## What to work on
(1) Translate this sentence from the memorandum on Drennon's appeal into Spanish: "Drennon also contends that the district court erred by refusing to grant an evidentiary hearing on his claims."
(2) Write the next part of the memorandum on Drennon's appeal, picking up after its last line.

───── Text block ─────

15 F3d 1084 Drennon v. United States

Ted DRENNON, Plaintiff-Appellant,
v.
UNITED STATES of America, Defendant-Appellee.

No. 93-15755.

United States Court of Appeals, Ninth Circuit.

Submitted Dec. 6, 1993.*
Decided Dec. 21, 1993.

15 F.3d 1084
NOTICE: Ninth Circuit Rule 36-3 provides that dispositions other than opinions or orders designated for publication are not precedential and should not be cited except when relevant under the doctrines of law of the case, res judicata, or collateral estoppel.

Before: SNEED, NOONAN, and TROTT, Circuit Judges.

1

MEMORANDUM**

2

Ted Drennon, a federal prisoner, appeals the district court's denial of his 28 U.S.C. Sec. 2255 motion to vacate his sentence on the ground that he did not receive effective assistance of counsel at his sentencing hearing. Drennon also contends that the district court erred by refusing to grant an evidentiary hearing on his claims. We affirm.

I.

FACTS AND PRIOR PROCEEDINGS

3

Drennon was an unwitting participant in an FBI undercover sting operation in the Las Vegas, Nevada area. On nine separate occasions between November 2, 1989 and August 1, 1990, Drennon procured small amounts of cocaine to sell to an undercover FBI agent.

4

Immediately following his arrest, Drennon assisted the FBI by making a consensually monitored telephone call to Ian Campo, his supplier. As a result of Drennon's cooperation, the government agreed to charge Drennon in an information alleging separate counts rather than as a co-conspirator; thus, the five-year mandatory minimum to which Drennon would otherwise have been subject would not apply. The government also recommended that he receive the low end of the Guideline sentencing range. Pursuant to this agreement, Drennon pled guilty to eight counts of distribution of a controlled substances and one count of possession of a controlled substance with the intent to distribute in violation of 21 U.S.C. Sec. 841(a)(1). The district court accepted the government's recommendation and sentenced Drennon to 51 months of incarceration followed by a three-year period of supervised release.

5

Drennon subsequently filed a 28 U.S.C. Sec. 2255 motion to vacate his sentence on various grounds, including ineffective assistance of counsel. The district court denied the motion. Drennon timely appeals.

II.

STANDARD OF REVIEW

6

We have jurisdiction over this appeal pursuant to 28 U.S.C. Sec. 1291. We review de novo a district court's denial of a Sec. 2255 petition. United States v. Angelone, 894 F.2d. 1129, 1130 (9th Cir.1990). We also review de novo Drennon's claim of ineffective assistance of counsel. Grady v. United States, 929 F.2d 468, 470 (9th Cir.1991). We review the denial of an evidentiary hearing for abuse of discretion. Grayson v. Kellam, 937 F.2d 1409, 1412 (9th Cir.1991).

III.

DISCUSSION

7

Drennon contends that he was deprived of effective assistance of counsel at sentencing because his attorney failed to request (1) a downward departure based on the government's "manipulation" of his sentencing range and (2) a downward departure based on his minor or minimal role in the charged offenses. These contentions lack merit.

A.

───── Listed records ─────

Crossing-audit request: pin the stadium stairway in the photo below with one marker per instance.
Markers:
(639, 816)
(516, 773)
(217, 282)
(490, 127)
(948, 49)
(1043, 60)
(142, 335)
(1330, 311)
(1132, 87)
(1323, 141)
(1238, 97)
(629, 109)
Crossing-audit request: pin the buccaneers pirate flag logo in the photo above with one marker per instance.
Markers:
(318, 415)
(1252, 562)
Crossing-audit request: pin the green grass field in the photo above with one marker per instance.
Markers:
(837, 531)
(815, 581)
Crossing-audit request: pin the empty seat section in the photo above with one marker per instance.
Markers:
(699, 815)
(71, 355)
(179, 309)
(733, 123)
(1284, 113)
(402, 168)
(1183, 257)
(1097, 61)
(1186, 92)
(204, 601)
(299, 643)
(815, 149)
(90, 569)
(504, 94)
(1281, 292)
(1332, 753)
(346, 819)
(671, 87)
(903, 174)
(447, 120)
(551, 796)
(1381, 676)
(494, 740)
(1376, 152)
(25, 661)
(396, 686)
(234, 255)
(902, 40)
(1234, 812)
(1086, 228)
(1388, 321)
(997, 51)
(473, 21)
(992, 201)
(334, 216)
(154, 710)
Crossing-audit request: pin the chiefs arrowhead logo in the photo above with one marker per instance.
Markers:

─────
───── Listed records ─────

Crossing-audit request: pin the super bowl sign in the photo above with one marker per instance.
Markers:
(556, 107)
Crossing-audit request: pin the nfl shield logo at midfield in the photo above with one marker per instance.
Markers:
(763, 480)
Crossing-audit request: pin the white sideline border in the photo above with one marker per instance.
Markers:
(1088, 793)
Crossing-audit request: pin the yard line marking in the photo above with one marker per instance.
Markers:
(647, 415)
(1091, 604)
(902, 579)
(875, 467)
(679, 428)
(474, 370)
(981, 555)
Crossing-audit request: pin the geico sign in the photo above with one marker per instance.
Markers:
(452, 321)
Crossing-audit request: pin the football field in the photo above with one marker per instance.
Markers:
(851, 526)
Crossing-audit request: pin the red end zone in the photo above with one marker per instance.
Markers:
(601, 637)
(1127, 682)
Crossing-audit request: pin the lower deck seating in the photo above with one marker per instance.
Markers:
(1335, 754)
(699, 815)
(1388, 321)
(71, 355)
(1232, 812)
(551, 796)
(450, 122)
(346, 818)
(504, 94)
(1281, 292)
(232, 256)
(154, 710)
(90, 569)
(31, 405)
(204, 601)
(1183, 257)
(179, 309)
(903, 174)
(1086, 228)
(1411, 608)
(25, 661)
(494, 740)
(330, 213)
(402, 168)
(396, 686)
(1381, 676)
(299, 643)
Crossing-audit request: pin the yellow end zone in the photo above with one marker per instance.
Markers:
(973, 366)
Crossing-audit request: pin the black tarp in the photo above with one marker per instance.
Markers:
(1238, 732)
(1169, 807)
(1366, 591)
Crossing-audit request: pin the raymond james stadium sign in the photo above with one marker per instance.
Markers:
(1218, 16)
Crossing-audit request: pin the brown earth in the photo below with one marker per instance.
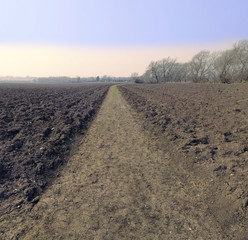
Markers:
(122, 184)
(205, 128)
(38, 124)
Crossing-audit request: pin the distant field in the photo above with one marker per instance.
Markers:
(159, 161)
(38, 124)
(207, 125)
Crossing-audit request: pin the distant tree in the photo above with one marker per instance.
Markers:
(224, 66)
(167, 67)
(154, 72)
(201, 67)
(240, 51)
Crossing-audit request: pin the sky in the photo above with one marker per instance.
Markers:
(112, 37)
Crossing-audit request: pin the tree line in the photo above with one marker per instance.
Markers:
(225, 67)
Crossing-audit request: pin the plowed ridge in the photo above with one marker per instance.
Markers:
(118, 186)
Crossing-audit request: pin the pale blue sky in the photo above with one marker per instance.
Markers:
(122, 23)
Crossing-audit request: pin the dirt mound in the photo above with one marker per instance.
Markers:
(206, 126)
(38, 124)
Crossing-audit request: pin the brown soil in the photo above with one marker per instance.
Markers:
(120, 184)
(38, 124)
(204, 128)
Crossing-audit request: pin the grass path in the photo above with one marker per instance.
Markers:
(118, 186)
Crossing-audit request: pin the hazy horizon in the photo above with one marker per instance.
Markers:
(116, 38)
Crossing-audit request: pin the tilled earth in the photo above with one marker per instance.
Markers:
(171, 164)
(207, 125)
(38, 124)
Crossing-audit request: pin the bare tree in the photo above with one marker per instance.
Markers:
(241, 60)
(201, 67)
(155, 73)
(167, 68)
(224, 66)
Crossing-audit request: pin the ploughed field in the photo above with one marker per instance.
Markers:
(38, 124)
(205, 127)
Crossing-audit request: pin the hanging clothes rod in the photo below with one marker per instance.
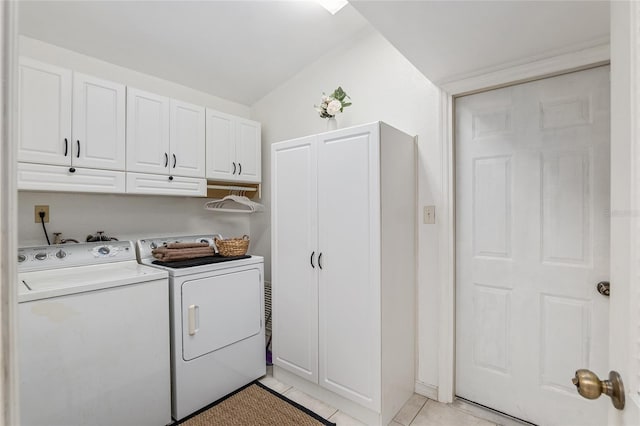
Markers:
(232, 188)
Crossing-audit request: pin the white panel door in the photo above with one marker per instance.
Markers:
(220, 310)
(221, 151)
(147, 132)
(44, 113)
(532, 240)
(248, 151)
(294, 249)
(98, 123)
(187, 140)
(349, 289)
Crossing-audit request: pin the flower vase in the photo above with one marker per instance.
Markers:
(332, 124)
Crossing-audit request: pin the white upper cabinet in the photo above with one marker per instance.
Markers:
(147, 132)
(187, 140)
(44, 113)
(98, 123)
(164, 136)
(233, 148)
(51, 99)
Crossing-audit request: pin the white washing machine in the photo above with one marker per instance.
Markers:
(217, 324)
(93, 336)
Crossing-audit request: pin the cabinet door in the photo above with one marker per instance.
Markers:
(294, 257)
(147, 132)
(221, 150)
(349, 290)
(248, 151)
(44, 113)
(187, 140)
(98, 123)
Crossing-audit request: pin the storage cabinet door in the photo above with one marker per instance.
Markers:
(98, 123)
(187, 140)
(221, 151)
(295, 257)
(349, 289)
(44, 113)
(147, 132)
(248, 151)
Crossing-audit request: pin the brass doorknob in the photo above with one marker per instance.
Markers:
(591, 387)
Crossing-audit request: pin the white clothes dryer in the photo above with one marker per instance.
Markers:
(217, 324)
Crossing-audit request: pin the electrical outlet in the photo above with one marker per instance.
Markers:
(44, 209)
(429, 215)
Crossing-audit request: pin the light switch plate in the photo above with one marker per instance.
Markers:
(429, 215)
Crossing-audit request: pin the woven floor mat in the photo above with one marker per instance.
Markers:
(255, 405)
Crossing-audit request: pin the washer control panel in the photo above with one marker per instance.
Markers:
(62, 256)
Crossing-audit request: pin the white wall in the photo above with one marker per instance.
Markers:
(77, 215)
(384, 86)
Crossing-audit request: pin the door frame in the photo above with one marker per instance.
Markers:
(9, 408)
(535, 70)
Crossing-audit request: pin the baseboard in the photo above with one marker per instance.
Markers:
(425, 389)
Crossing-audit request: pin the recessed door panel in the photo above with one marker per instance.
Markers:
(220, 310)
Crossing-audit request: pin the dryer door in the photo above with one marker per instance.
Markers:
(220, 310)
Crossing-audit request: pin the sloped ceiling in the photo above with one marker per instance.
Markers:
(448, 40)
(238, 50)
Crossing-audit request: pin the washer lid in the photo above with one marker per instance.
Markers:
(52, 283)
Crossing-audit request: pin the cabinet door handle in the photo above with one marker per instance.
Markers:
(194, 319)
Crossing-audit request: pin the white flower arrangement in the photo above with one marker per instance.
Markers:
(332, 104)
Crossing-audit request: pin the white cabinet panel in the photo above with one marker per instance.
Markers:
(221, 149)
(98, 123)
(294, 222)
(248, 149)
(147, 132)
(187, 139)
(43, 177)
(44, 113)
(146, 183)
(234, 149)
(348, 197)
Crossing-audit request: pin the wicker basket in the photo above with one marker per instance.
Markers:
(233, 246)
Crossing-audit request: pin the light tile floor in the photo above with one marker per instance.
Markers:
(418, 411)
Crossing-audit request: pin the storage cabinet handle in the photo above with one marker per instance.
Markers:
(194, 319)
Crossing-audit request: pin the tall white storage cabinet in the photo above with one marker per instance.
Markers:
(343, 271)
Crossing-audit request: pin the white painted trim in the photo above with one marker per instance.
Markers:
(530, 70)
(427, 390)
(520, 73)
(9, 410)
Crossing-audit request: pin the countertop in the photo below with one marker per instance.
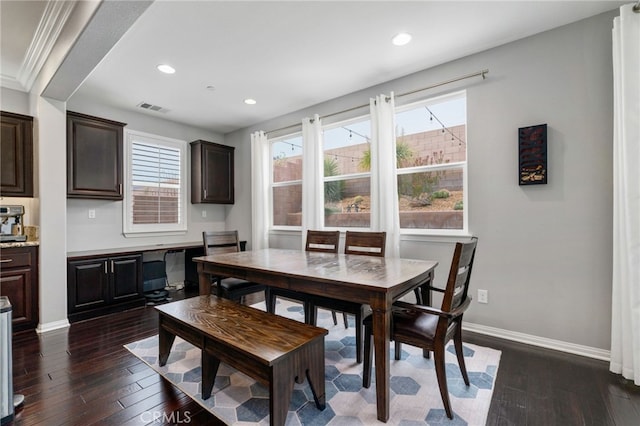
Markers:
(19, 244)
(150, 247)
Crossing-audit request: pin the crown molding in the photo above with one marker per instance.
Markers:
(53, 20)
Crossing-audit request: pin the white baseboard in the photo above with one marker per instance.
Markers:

─────

## Results of the exercise
(1) Drennon también sostiene que el tribunal de distrito erró al negarse a conceder una audiencia probatoria sobre sus pretensiones.

(2)
8

To establish ineffective assistance of counsel, a defendant must first show that his counsel's performance was "deficient," i.e., that his counsel acted unreasonably under "prevailing professional norms." Strickland v. Washington, 466 U.S. 668, 687-688 (1984). In addition, the defendant must show that the deficient performance prejudiced his defense such that there was "a reasonable probability that, but for counsel's unprofessional errors, the result of the proceeding would have been different." Id. at 687, 694.

9

Here, the failure of Drennon's counsel to argue for a downward departure based on "sentencing guideline manipulation" did not fall below an objective standard of reasonableness. Drennon alleges that the FBI solicited him to engage in multiple drug transactions to increase his "exposure" under the guidelines and to reach his source. Drennon's attorney stated in an affidavit that he did not argue for downward departure based on these allegations because he had already negotiated a plea agreement under which Drennon would not be subject to the five-year mandatory minimum. Disagreement with a strategic or tactical decision of counsel is an insufficient basis for a claim of ineffective assistance. Guam v. Santos, 741 F.2d 1167, 1169 (9th Cir.1984) (citing Strickland, 466 U.S. at 690-91).

10

Furthermore, Ninth Circuit precedent provides no basis for a sentencing manipulation argument for downward departure. Indeed, in United States v. Dickey, 924 F.2d 836, 839 (9th Cir.1991), the Ninth Circuit explicitly rejected a defendant's contention that a government agent "talked him into" money laundering and that "this alleged governmental misconduct constitute[d] a mitigating factor justifying a downward departure in sentencing." We cannot say that Drennon's attorney was professionally unreasonable for failing to make an argument unsupported by Ninth Circuit precedent. Consequently, we take no position on the issue of whether sentencing factor manipulation might ever serve as the basis for a downward departure.1

B.

11

Likewise, we reject Drennon's contention that his attorney was ineffective because he did not argue for a reduction in offense level under U.S.S.G. Sec. 3B1.2 based on Drennon's minor or minimal role in the offenses to which he pled guilty.

12

A defendant's culpability is the key to determining minor or minimal participant status. United States v. Lui, 941 F.2d 844, 849 (9th Cir.1991). The commentary to section 3B1.2 of the Sentencing Guidelines makes clear that the four-level downward adjustment for a minimal participant should be used sparingly. Downward adjustment is "appropriate, for example, for someone who played no other role in a very large drug smuggling operation than to off load part of a single marihuana shipment, or in a case where an individual was recruited as a courier for a single smuggling transaction involving a small amount of drugs." U.S.S.G. Sec. 3B1.2. (comment). Where a defendant's role is not "minimal" but he is "substantially less culpable than the average participant," the two-level reduction for a "minor participant" is appropriate. Id.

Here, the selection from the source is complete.